--- Start Records for processing ---

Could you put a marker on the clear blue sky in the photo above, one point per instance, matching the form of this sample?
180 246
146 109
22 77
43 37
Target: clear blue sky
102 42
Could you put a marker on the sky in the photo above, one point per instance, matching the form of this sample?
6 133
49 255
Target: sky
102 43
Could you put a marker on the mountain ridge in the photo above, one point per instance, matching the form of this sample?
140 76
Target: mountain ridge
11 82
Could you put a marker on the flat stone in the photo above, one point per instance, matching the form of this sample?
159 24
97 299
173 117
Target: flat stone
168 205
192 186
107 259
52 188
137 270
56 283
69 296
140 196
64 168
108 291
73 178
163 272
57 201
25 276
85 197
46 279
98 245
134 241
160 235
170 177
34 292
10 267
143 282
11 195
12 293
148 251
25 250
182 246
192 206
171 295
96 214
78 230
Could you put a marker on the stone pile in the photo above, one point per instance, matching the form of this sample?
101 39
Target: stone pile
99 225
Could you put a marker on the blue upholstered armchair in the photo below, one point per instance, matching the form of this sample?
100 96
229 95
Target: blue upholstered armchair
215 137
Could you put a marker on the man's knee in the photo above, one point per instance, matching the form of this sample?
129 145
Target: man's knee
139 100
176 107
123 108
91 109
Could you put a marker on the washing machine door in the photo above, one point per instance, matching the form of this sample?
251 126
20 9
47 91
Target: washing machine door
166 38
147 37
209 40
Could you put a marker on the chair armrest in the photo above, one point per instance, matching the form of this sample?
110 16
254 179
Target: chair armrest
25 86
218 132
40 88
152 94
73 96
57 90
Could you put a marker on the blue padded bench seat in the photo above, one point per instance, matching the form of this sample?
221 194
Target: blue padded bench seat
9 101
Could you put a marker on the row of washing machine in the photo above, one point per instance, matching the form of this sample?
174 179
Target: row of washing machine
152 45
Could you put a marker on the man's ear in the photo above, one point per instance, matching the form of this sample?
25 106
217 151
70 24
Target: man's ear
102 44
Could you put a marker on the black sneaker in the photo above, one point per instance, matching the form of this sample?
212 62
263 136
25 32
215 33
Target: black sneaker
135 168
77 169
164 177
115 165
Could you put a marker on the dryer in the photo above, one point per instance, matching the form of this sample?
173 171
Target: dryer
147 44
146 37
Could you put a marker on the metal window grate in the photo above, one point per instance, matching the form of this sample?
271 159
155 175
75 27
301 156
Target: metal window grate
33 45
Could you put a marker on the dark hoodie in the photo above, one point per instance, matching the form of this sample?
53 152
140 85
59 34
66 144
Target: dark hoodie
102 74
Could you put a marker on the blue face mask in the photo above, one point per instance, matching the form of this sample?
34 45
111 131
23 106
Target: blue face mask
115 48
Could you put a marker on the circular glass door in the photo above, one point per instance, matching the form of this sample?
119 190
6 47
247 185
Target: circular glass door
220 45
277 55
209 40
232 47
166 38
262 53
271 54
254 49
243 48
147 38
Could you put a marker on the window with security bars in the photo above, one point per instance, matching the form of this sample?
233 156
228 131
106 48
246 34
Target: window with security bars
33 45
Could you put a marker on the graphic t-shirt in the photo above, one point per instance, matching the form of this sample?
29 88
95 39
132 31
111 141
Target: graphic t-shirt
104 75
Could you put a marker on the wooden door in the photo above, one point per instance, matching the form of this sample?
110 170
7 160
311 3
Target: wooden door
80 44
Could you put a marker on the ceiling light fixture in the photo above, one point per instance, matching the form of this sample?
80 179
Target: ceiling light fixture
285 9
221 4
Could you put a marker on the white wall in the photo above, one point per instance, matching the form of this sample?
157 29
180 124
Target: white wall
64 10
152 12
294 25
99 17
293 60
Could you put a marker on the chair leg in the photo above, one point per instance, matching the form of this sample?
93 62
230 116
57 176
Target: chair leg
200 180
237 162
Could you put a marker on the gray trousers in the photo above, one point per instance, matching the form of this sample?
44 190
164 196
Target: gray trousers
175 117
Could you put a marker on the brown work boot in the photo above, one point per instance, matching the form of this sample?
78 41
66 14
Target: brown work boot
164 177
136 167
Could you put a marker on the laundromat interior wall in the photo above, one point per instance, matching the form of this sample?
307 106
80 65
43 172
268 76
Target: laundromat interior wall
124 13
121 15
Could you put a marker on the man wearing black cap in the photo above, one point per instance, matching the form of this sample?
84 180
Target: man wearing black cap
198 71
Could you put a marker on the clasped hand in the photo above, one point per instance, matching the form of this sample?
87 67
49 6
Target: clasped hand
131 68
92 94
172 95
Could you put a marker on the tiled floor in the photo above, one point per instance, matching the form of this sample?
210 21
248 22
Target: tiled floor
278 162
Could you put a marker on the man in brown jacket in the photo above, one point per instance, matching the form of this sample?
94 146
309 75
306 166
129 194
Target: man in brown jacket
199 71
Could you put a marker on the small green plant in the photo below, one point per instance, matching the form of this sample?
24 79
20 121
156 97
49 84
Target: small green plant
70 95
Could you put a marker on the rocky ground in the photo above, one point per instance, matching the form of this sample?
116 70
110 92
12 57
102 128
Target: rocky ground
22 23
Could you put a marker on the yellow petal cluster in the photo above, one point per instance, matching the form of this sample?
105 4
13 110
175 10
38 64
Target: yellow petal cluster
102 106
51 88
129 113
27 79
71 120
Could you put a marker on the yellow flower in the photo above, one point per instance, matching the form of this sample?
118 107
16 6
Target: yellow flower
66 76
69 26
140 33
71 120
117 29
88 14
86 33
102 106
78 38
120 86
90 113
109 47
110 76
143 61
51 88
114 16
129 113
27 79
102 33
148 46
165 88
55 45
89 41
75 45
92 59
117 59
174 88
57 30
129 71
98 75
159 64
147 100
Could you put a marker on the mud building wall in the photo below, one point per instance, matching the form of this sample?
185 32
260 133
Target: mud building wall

--- End Records for processing ---
--- Start Records for processing ---

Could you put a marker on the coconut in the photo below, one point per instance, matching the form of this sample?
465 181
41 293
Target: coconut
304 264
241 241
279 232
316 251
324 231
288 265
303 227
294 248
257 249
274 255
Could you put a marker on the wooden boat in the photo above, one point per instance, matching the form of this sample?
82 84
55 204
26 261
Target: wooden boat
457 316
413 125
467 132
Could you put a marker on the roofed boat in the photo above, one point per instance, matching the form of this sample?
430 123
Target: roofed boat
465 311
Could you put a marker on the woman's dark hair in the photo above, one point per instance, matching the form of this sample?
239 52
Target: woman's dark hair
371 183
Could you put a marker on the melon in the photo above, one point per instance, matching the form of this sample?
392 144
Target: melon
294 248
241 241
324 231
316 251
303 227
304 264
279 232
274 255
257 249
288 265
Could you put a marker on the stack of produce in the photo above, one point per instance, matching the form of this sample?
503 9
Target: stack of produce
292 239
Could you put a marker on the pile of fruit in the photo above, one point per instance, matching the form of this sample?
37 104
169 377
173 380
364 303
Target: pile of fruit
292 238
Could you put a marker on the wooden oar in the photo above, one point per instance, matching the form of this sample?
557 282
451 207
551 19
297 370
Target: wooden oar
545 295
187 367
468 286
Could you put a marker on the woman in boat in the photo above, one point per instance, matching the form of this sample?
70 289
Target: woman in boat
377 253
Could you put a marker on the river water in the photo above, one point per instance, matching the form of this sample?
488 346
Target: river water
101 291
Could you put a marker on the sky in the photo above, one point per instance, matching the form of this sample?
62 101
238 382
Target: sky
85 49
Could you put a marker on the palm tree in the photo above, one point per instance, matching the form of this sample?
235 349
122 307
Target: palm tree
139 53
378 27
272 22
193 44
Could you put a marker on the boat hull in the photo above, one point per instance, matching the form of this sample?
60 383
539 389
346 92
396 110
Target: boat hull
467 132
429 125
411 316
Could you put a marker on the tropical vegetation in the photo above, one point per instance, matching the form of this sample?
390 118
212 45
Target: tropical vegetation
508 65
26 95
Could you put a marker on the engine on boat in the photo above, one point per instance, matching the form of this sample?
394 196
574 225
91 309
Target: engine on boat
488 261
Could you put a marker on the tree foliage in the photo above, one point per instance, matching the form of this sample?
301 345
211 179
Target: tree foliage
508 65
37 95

--- End Records for processing ---

To be done: Find every line in the material above that contains the word "clear" and copy each of those lines. Treat uppercase and lowercase as different.

Output:
Could you put a marker on the clear blue sky in the photo above, one point per instance, matching the form of this sample?
Target: clear blue sky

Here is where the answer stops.